### [EXERCISE DETAILS]
Please output as a numbered list the lines from the one holding "Keypoint placement rule: for each instance of the bird, put" to the end of the entries, both ends included, skipping any blank lines.

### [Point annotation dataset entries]
┌────────
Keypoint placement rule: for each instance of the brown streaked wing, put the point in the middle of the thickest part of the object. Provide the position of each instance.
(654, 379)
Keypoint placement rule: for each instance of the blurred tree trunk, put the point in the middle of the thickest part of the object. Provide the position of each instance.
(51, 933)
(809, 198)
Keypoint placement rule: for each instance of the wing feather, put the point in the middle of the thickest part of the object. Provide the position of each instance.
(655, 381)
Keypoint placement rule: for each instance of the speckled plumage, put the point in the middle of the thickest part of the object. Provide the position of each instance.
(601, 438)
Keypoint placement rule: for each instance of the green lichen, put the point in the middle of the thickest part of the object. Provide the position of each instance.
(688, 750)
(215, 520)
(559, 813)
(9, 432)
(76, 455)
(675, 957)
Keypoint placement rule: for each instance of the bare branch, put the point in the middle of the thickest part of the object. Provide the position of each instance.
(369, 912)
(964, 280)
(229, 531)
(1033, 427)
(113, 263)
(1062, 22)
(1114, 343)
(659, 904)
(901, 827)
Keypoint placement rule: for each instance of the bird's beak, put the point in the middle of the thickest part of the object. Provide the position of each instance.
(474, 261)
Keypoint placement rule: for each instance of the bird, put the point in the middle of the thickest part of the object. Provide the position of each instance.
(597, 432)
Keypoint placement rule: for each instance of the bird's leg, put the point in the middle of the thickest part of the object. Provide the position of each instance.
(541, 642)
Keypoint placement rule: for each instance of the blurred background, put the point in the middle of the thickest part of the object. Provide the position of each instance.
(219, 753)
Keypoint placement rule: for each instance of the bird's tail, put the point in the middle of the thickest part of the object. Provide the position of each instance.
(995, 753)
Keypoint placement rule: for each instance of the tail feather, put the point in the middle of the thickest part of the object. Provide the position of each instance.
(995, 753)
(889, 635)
└────────
### [FULL ANSWER]
1. Keypoint placement rule: for each instance of the bird, put the point in the middle of the thickest part of the object. Provide the position of each instance.
2. (597, 432)
3. Keypoint placement rule: for each instance of the bird's leg, put the point in the middle of the thickest part of the object. Provide the position of each instance.
4. (541, 642)
5. Keypoint placement rule: for each instance of the blurred background, put the point in the middle of the thickest part of the object. Provide the position of each instance.
6. (219, 753)
7. Keypoint placement rule: for each instance of the bird's tail, put the point in the middle of the thickest part of the object. Provide the position of each instance.
8. (995, 753)
9. Keypoint placement rule: for each instance of the tail feather, put the point in the middle of the thickest part of the object. Provide the position of each instance.
10. (995, 753)
11. (889, 635)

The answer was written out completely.